SUPPLIED TEXT:
Table of Contents

1. Introduction

1.1. TRex traffic generator

TRex traffic generator is a tool designed to benchmark platforms using realistic traffic.

One of the tools through which TRex can be learned and tested is a virtual machine instance or Docker, fully simulating TRex without the need for any additional hardware.

2. TRex inside Docker (from v2.37 and up)

With a few commands you can run TRex inside docker with low performance/low footprint. You will need to have docker installed on your system with privileges. We are using in this example RedHat 7.4

Docker hub is located docker hub

Pull the trex image
[bash]>docker pull trexcisco/trex                                         #1
[bash]>docker run --rm -it --privileged --cap-add=ALL trexcisco/trex      #2
[bash]root@d8ec7a3a09d9 v2.36]./t-rex-64 -i                               #3
1 Pull the trex image could be with higher version
2 Get into the docker shell
3 Run TRex in Stateless mode

From another terminal

Run Stateless Console
[bash]>docker ps
CONTAINER ID        IMAGE                 COMMAND
*d4f956743f62*      trexcisco/trex:2.36   "/bin/bash"      #1

[bash]>docker exec -it d4f956743f62 bash                   #2
[bash]root@d4f956743f62 v2.36]./trex-console               #3
1 Pull the trex image could be with higher version
2 Insert to the docker container (take the CONTAINER ID from $1)
3 Run stateless Console
From TRex Console
[root@d8ec7a3a09d9 v2.36]./trex-console

Using 'python' as Python interpeter


Connecting to RPC server on localhost:4501                   [SUCCESS]


Connecting to publisher server on localhost:4500             [SUCCESS]


Acquiring ports [0, 1]:                                      [SUCCESS]


Server Info:

Server version:   v2.36 @ STL
Server mode:      Stateless
Server CPU:       1 x Intel(R) Xeon(R) CPU E5-2667 v3 @ 3.20GHz
Ports count:      2 x 10Gbps @ Unknown

 -=TRex Console v2.0=-

Type 'help' or '?' for supported actions

trex>start -f stl/imix.py -m 10kpps --port 0           #1

trex>tui                                               #2

  Global Statistics

  connection   : localhost, Port 4501                  total_tx_L2  : 28.90 Mb/sec
  version      : v2.36                                 total_tx_L1  : 30.50 Mb/sec
  cpu_util.    : 1.35% @ 1 cores (1 per port)          total_rx     : 28.90 Mb/sec
  rx_cpu_util. : 0.0% / 9.99 Kpkt/sec                  total_pps    : 9.99 Kpkt/sec
  async_util.  : 0.41% / 1.28 KB/sec                   drop_rate    : 0.00 b/sec
                                                       queue_full   : 0 pkts

  Port Statistics

   port    |         0         |         1         |       total
 ----------------------------------------------------------------------
 owner      |              root |              root |
 link       |                UP |                UP |
 state      |      TRANSMITTING |              IDLE |
 speed      |           10 Gb/s |           10 Gb/s |
 CPU util.  |             1.35% |              0.0% |
 --         |                   |                   |
 Tx bps L2  |        28.90 Mbps |          0.00 bps |        28.90 Mbps
 Tx bps L1  |        30.50 Mbps |             0 bps |        30.50 Mbps
 Tx pps     |         9.99 Kpps |          0.00 pps |         9.99 Kpps
 Line Util. |            0.31 % |            0.00 % |
 ---        |                   |                   |
 Rx bps     |          0.00 bps |        28.90 Mbps |        28.90 Mbps
 Rx pps     |          0.00 pps |         9.99 Kpps |         9.99 Kpps
 ----       |                   |                   |
 opackets   |            189282 |                 0 |            189282
 ipackets   |                 0 |            189282 |            189282
 obytes     |          68489264 |                 0 |          68489264
 ibytes     |                 0 |          68489264 |          68489264
 opackets   |      189.28 Kpkts |            0 pkts |      189.28 Kpkts
 ipackets   |            0 pkts |      189.28 Kpkts |      189.28 Kpkts
 obytes     |          68.49 MB |               0 B |          68.49 MB
 ibytes     |               0 B |          68.49 MB |          68.49 MB
 -----      |                   |                   |
 oerrors    |                 0 |                 0 |                 0
 ierrors    |                 0 |                 0 |                 0

 status:  \

 Press 'ESC' for navigation
1 Start traffic on port 0 (imix profile)

WRITTEN REQUEST A:
In the TRex page, which operating system does the Docker example use?
WRITTEN REQUEST B:
Reproduce everything in the TRex page from "1. Introduction" down to "any additional hardware.".

INFORMATION SUPPLIED:
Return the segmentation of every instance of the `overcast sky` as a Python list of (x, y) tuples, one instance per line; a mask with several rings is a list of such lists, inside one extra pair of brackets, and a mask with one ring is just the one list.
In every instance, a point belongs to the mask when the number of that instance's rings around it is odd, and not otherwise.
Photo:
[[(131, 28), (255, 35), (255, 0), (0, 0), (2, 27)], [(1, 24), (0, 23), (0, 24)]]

TASK SOLUTION A:
RedHat 7.4

TASK SOLUTION B:
1. Introduction

1.1. TRex traffic generator

TRex traffic generator is a tool designed to benchmark platforms using realistic traffic.

One of the tools through which TRex can be learned and tested is a virtual machine instance or Docker, fully simulating TRex without the need for any additional hardware.